Start of DATA TO PROCESS

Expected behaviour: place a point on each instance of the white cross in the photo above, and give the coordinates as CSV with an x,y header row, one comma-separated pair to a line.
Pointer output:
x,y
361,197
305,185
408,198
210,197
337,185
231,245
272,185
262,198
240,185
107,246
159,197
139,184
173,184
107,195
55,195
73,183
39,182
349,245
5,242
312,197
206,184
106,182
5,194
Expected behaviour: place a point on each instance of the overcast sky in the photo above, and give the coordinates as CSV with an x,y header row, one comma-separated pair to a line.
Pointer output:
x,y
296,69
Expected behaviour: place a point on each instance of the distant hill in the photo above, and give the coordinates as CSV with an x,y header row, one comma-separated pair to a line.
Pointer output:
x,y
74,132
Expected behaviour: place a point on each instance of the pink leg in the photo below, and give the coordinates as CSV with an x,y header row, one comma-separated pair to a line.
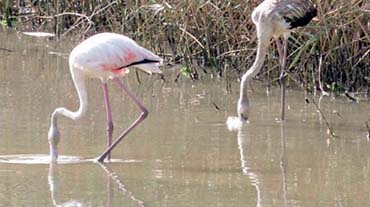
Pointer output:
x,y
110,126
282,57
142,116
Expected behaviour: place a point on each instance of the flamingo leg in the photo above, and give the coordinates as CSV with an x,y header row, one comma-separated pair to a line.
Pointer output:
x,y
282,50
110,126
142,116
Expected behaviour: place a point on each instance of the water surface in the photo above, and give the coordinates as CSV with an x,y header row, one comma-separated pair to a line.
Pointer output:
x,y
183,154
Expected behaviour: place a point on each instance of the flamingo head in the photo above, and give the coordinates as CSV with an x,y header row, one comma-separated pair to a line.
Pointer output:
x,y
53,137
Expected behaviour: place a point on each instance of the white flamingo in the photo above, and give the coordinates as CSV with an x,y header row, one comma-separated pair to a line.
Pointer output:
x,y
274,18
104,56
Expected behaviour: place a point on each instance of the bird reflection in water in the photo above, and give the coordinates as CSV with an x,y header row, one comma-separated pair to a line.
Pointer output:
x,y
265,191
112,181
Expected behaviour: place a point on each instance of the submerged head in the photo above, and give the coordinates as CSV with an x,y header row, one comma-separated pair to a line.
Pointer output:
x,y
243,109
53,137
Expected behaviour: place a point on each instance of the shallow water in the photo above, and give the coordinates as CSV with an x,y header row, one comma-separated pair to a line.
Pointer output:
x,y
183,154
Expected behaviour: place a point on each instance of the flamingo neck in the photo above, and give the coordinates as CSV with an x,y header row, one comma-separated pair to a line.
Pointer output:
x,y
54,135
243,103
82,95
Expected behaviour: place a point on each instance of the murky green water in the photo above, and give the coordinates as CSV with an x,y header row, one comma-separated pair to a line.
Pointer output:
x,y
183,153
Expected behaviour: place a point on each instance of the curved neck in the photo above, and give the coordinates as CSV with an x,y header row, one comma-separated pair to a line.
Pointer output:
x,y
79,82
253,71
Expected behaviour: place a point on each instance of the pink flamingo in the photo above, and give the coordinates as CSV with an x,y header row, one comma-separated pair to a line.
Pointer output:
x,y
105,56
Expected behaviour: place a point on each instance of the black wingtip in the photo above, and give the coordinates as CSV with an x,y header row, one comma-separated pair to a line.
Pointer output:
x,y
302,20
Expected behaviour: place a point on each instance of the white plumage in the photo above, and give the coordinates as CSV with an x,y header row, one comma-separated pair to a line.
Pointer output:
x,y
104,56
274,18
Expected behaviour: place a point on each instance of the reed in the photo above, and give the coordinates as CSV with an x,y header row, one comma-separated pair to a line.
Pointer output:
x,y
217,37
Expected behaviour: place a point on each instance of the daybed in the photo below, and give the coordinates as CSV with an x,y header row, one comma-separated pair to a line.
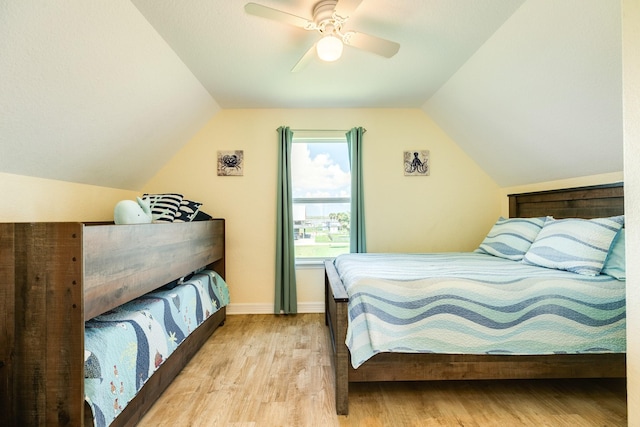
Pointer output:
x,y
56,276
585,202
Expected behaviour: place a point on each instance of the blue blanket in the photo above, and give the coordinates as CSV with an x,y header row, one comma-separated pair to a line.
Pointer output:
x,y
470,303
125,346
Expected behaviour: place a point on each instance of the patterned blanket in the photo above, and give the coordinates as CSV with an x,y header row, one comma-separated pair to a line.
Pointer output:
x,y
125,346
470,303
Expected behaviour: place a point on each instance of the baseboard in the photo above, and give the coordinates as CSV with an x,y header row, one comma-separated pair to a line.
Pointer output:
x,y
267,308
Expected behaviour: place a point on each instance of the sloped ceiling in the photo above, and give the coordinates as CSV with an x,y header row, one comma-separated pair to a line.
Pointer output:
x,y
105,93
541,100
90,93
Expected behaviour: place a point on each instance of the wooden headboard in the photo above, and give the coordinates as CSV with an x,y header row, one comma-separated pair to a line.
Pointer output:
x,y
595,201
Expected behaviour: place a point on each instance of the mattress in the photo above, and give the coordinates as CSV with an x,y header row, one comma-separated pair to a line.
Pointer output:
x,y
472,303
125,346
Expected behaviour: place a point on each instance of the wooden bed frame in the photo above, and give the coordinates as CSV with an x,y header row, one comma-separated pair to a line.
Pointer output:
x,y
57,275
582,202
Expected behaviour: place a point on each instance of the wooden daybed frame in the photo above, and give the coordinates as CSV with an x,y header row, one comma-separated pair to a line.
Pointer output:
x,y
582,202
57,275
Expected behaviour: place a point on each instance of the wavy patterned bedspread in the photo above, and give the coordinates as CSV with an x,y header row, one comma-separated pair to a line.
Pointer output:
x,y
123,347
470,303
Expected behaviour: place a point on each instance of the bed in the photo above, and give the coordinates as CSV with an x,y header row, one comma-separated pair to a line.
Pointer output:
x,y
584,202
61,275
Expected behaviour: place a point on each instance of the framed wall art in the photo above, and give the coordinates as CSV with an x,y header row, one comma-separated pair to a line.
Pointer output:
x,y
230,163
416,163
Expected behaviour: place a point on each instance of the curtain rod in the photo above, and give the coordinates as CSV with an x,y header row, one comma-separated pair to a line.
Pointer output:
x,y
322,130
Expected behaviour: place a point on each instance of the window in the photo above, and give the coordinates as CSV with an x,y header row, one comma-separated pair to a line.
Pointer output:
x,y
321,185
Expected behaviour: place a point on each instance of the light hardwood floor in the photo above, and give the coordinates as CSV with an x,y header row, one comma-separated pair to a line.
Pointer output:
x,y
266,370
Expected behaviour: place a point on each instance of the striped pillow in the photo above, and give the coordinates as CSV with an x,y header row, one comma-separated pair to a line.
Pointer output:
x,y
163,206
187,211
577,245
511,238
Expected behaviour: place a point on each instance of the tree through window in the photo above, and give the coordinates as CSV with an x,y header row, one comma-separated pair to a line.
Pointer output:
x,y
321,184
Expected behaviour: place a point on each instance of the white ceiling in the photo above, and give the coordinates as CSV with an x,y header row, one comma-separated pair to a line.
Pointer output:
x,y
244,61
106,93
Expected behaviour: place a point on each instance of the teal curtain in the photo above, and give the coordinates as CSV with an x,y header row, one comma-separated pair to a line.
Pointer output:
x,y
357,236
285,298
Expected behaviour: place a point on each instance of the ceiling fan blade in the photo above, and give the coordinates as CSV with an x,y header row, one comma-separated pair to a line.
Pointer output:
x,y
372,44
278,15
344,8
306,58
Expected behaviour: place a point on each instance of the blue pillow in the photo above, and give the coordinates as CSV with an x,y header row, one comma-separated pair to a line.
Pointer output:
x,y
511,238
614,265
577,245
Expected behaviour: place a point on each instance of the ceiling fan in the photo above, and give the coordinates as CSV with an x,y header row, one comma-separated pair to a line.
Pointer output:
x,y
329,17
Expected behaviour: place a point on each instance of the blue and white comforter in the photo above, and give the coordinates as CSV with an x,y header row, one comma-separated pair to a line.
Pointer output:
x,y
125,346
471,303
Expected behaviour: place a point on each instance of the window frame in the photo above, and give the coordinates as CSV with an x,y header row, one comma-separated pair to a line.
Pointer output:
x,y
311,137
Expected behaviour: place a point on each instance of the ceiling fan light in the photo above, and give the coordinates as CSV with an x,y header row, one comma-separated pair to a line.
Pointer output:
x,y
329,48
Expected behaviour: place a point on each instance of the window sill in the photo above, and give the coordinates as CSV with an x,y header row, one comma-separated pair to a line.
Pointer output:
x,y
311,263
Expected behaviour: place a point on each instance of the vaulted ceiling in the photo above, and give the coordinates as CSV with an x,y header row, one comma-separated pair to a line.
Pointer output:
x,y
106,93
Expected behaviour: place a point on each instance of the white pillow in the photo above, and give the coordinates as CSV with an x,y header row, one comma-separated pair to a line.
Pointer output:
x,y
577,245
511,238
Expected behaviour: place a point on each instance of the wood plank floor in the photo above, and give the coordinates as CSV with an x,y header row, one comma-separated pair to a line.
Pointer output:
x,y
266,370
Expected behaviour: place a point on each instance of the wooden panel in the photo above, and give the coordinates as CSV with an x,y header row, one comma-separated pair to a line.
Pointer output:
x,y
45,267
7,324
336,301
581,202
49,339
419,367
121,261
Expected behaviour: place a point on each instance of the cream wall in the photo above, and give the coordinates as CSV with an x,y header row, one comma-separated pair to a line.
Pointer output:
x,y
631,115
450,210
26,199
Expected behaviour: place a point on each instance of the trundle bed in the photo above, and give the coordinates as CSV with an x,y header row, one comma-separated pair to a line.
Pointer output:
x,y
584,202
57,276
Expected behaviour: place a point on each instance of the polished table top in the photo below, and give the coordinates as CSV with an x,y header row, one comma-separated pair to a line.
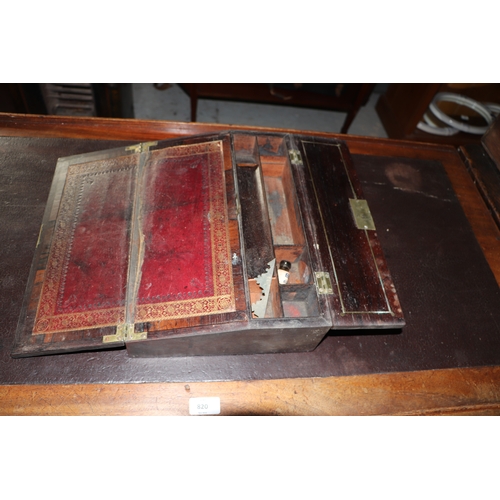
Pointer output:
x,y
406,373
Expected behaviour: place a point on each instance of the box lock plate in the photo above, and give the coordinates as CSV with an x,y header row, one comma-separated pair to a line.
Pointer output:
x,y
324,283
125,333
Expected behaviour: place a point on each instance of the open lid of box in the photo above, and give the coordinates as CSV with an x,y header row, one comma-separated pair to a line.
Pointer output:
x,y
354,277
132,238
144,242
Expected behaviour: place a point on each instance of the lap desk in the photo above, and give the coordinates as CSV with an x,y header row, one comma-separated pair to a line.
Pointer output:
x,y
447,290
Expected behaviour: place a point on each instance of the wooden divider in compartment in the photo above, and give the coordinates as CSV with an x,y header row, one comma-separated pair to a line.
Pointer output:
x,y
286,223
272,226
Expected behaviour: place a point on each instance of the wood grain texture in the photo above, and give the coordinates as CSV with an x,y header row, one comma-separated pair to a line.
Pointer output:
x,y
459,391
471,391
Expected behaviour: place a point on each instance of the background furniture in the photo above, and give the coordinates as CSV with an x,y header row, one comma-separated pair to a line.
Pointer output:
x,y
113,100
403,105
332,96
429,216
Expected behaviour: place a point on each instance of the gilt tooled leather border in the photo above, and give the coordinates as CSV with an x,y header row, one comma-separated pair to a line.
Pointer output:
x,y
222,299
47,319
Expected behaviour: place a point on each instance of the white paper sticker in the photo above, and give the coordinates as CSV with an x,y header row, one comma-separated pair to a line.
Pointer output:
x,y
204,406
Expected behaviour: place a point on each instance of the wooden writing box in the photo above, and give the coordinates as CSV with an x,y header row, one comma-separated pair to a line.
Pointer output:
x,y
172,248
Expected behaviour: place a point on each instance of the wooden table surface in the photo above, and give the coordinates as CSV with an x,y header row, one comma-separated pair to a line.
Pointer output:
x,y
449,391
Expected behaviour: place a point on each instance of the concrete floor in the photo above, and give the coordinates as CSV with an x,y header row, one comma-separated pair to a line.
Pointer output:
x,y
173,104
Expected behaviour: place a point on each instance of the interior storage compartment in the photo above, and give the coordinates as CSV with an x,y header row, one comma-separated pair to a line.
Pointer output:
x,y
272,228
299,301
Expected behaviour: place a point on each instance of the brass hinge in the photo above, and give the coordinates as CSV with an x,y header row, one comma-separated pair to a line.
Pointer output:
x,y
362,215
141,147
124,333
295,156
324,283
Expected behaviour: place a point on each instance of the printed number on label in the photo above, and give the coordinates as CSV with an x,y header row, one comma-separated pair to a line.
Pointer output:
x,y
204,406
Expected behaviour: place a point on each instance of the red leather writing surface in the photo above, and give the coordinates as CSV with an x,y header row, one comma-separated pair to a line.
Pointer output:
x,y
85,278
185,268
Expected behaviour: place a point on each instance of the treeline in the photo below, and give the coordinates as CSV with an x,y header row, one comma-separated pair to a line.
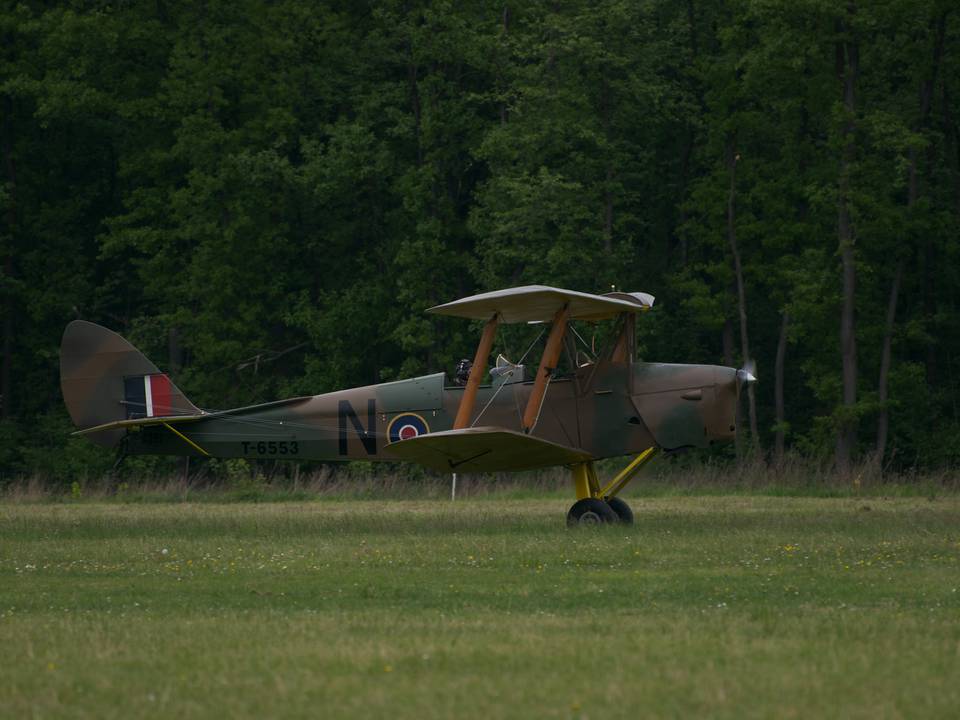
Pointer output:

End of DATA TO PROCESS

WHAT NEEDS TO BE DONE
Search the data above for the string "curtain" and report each line that holds it.

SOLUTION FOR THIS EXERCISE
Expected behaviour: place a point on each instance of the curtain rod in the photo above, and give the coordinates as CSV with an x,y header row, one comma-separated pair to a line.
Expected behaviour: place a point on each instance of the teal curtain in the photo above, and give the coordinates as CSV with an x,y header row, one comma-separated pair to a line.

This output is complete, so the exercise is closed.